* _Task objective_
Please extract every line in the records below that contains the word "woman", and copy each one unchanged.

* _Exercise data_
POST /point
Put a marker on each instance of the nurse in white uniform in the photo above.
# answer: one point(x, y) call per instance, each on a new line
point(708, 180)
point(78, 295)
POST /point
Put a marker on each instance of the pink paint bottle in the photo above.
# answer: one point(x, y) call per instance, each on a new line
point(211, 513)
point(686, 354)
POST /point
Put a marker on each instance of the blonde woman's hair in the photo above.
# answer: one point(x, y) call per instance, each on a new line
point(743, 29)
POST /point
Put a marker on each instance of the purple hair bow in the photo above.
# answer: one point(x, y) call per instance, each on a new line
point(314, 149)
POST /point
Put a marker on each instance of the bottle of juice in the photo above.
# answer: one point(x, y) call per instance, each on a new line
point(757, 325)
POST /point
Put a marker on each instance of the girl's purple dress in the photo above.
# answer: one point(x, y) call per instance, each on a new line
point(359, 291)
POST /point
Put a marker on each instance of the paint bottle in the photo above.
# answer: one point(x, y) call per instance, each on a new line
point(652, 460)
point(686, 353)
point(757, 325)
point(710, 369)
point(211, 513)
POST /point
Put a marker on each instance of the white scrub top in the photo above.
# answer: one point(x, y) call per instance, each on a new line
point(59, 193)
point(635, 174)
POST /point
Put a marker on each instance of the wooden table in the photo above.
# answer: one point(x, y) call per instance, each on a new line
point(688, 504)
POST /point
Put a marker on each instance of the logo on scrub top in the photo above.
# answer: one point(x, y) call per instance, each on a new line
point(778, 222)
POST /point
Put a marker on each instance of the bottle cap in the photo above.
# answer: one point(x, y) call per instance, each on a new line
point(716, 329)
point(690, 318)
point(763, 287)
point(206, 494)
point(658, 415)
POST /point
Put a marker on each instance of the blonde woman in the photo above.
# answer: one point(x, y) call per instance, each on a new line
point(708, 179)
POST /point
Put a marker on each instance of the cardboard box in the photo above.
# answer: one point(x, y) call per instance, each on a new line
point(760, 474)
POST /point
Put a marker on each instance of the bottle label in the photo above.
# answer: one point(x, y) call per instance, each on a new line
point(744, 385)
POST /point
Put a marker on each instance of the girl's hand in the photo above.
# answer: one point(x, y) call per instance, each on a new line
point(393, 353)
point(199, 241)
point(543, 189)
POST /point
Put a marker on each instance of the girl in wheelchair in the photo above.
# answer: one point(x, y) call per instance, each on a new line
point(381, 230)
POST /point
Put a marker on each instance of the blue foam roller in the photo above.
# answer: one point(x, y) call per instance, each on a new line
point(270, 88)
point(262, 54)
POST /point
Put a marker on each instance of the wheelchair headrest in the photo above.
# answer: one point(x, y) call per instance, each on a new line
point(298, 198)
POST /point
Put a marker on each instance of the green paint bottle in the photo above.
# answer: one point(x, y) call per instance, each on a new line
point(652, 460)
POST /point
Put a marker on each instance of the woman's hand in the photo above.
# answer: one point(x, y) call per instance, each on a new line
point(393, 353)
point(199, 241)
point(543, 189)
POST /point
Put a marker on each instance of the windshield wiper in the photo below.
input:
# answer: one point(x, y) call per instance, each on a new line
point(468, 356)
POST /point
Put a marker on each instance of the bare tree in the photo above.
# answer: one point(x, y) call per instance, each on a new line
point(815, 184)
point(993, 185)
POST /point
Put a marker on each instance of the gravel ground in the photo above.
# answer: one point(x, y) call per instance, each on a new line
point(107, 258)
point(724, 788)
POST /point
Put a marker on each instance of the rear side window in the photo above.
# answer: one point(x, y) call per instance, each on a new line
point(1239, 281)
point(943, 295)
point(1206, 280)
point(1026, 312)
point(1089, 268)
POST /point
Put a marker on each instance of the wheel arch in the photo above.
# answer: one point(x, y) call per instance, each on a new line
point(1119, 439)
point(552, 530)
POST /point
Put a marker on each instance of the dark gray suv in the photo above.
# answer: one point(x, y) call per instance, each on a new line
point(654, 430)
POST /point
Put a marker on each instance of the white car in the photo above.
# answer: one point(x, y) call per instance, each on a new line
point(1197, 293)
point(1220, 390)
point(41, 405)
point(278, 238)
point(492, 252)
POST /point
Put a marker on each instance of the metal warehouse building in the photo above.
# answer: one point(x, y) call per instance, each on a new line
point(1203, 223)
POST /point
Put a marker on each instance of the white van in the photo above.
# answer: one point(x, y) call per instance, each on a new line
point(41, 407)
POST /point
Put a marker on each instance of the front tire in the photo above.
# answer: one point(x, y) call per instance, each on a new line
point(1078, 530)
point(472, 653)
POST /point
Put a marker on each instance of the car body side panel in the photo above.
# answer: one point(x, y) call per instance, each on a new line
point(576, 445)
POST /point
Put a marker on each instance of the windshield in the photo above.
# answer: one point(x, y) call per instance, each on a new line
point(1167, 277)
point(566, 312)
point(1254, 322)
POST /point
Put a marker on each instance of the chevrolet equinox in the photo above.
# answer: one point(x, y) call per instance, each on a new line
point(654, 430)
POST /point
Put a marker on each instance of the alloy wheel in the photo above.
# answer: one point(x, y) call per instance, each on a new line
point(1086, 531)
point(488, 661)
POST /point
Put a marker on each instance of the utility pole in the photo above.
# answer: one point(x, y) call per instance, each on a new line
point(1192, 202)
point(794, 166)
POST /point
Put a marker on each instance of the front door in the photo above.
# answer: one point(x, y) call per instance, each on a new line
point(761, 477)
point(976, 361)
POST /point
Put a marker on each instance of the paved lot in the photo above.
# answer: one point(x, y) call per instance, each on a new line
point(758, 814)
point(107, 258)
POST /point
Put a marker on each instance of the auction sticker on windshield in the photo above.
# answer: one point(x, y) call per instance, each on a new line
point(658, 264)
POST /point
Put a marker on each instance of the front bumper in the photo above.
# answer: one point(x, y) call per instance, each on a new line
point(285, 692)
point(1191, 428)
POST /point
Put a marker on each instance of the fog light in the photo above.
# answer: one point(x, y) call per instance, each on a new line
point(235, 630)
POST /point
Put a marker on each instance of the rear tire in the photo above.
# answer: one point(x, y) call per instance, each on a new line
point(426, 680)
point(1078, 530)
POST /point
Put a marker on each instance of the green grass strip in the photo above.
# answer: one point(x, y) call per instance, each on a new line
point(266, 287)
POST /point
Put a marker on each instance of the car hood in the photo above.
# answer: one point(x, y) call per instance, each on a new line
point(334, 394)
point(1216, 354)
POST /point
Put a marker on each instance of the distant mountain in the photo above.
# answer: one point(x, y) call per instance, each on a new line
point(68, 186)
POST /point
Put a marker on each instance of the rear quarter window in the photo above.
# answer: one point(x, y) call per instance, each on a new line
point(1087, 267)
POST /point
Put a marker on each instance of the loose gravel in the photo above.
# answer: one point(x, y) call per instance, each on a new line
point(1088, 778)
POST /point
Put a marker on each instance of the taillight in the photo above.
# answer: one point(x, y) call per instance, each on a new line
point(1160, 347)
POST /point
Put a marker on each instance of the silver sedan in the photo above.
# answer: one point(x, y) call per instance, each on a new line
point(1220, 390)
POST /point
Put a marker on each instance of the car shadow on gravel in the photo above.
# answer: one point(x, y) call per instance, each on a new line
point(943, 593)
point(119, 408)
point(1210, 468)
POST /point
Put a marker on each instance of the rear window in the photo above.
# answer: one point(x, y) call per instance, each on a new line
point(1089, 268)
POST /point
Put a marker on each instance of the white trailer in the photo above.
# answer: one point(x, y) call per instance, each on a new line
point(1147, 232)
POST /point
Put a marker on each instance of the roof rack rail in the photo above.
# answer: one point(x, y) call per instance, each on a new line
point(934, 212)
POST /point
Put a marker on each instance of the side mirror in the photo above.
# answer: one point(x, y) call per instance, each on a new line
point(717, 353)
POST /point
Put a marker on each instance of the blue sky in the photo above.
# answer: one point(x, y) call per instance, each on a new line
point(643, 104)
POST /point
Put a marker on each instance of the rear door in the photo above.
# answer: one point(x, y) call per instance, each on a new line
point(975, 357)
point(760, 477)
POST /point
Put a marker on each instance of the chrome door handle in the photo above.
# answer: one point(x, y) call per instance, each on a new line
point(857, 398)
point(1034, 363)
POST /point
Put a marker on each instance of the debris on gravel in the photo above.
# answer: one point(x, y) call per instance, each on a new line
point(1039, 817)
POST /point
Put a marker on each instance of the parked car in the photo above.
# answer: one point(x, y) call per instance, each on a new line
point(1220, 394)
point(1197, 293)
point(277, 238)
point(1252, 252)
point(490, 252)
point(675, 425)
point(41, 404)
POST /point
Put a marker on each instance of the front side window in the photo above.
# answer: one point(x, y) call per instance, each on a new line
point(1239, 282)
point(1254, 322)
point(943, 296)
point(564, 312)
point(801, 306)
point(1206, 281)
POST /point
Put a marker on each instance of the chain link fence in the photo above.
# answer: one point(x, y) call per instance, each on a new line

* _Task solution_
Put a marker on each instance of the blonde woman's hair in the photo above.
Put a marker on each instance of the blonde woman in the photo above.
Put a marker on each instance of the woman's hand in the photo above.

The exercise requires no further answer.